EXTRAIT À LIRE
L'art de la guerre
Derrière ces photos d’enfants
Manlio Dinucci
© vk.com/tabir.azovec
Mardi 8 septembre 2015
Quand les enfants sont arrivés au camp
d’été, dans une zone boisée aux
alentours de Kiev, ils ont reçu un beau
T-shirt jaune sur lesquels étaient
imprimées deux silhouettes d’enfants
armés de fusil, avec l’emblème du
Bataillon Azov calqué sur celui des SS
Das Reich, et dans le fond le « Soleil
Noir » du mysticisme nazi. Les enfants
(y compris de 6 ans) et les adolescents
qui ont fréquenté le camp par groupes de
30-40 –rapporte le quotidien Kiev
Post- « n’ont pas joué aux soldats,
mais ont reçu un réel entraînement
militaire par des instructeurs du
Bataillon Azov ». C’est-à-dire par les
néonazis qui ont accompli des atrocités
contre les civils de nationalité russe
en Ukraine orientale.
Ce bataillon et d’autres néonazis font partie de
la Garde
nationale ukrainienne, liée par un
partenariat avec la Garde nationale de Californie
et entraînée par des instructeurs
étasuniens et britanniques pour conduire
l’ « opération anti-terrorisme » dans le
Donbass. Le camp d’été constitue le
premier stade du recrutement d’enfants
soldats, écrit Michel Chossudovsky dans
un article documenté accompagné de
photos [1] (v.
www.globalresearch.ca/ ). En plus de
tirer, on apprend aux enfants à haïr :
« nous tuerons tous les Russes », jure
l’un d’eux.
La photo d’un enfant ukrainien dont la vie est brûlée par le
« Soleil Noir » nazi n’est pas moins
terrible que celle de l’enfant syrien
dont la vie s’est éteinte dans la Méditerranée. Image,
cette dernière, qui selon la fable en
cours aurait touché le cœur des plus
grands représentants de ces
gouvernements responsables des guerres
et des consécutifs tremblements de terre
sociaux provoqués dans les dernières
décennies par la stratégie USA/Otan.

PARTIE DONNÉES
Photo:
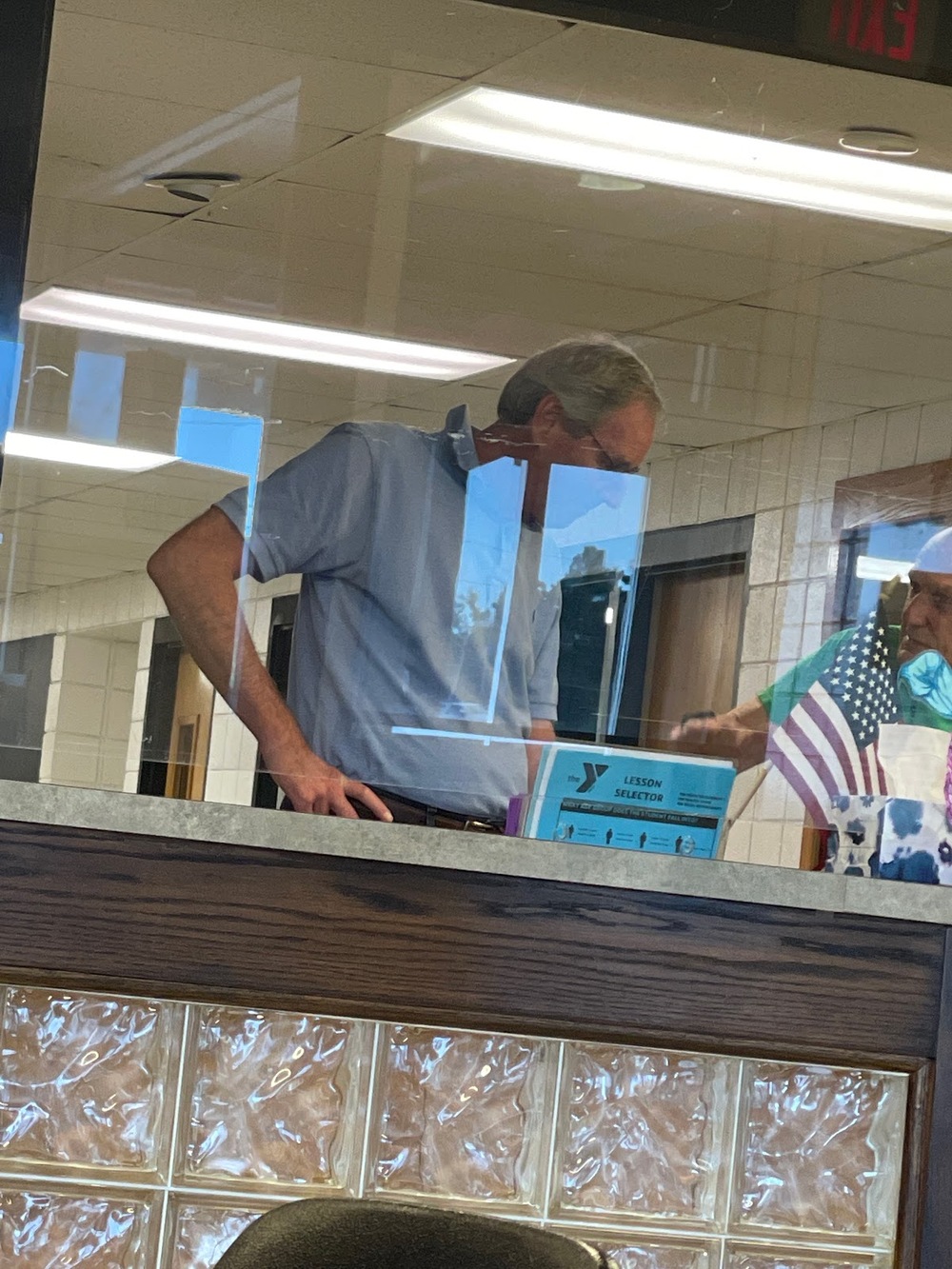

À VOUS DE JOUER
a - Recopiez, dans l'article sur le camp d'été, tout le passage qui va de « La photo d’un » jusqu'à « la stratégie USA/Otan. ».
b - Écrivez la suite de l'article sur le camp d'été, à partir de sa dernière phrase.

RÉPONSES PAR TÂCHE
a -
La photo d’un enfant ukrainien dont la vie est brûlée par le
« Soleil Noir » nazi n’est pas moins
terrible que celle de l’enfant syrien
dont la vie s’est éteinte dans la Méditerranée. Image,
cette dernière, qui selon la fable en
cours aurait touché le cœur des plus
grands représentants de ces
gouvernements responsables des guerres
et des consécutifs tremblements de terre
sociaux provoqués dans les dernières
décennies par la stratégie USA/Otan.

b -
Guerres et embargos –de l’Irak à la Yougoslavie, de
l’Afghanistan à
la Palestine, de
la Libye à la SyrIe et à l’Ukraine- ont
provoqué la mort de millions d’enfants
(un demi million rien que ceux tués par
les dix ans d’embargo contre l’Irak).
Leurs photos n’ont par contre pas été
diffusées par les grands médias.
Et s’ajoutent aux petites victimes les enfants éduqués à haïr et tuer par
des mouvements, comme l’Isis et les
bataillons néonazis ukrainiens, à la
formation de qui ont contribué de façon
déterminante les USA et les puissances
européennes pour démonter de l’intérieur
des Etats entiers. On raconte que le
gouvernement britannique ait décidé
d’accueillir 15mille réfugiés syriens
parce qu’ému par la photo du petit
Syrien mort. En même temps, cependant,
ce même gouvernement a annoncé vouloir
obtenir le feu vert du parlement pour
une action militaire « contre le régime
mauvais d’Assad et l’Isis ». Et le
ministre (italien) des affaires
étrangères Gentiloni a annoncé que, face
au drame des réfugiés, va commencer la
seconde phase de la mission EuNavForMed
« contre les trafiquants d’êtres
humains », dont l’objectif final est en
réalité l’occupation militaire des zones
côtières libyennes stratégiquement et
économiquement les plus importantes.
L’exode des réfugiés vers l’Europe, provoqué par les guerres, se trouve
ainsi utilisé à des fins stratégiques :
par Washington pour mettre sous pression
les pays européens en renforçant
l’influence étasunienne en Europe,
utilisée comme première ligne contre la Russie et base de lancement
des opérations militaires USA/Otan au
Moyen-Orient et en Afrique du Nord ; par
les plus grandes capitales européennes
pour préparer l’opinion publique à
d’autres guerres vendues comme
« opérations humanitaires de paix ».
Sans la conscience politique des causes
réelles et des solutions possibles de
cet exode, on peut instrumentaliser même
le soutien humanitaire que de nombreux
citoyens européens apportent aux
réfugiés, et on peut utiliser également
les réfugiés eux-mêmes comme masse de
manœuvre à l’égard des pays de
provenance.
Et d’autres enfants mourront, presque tous sans photo.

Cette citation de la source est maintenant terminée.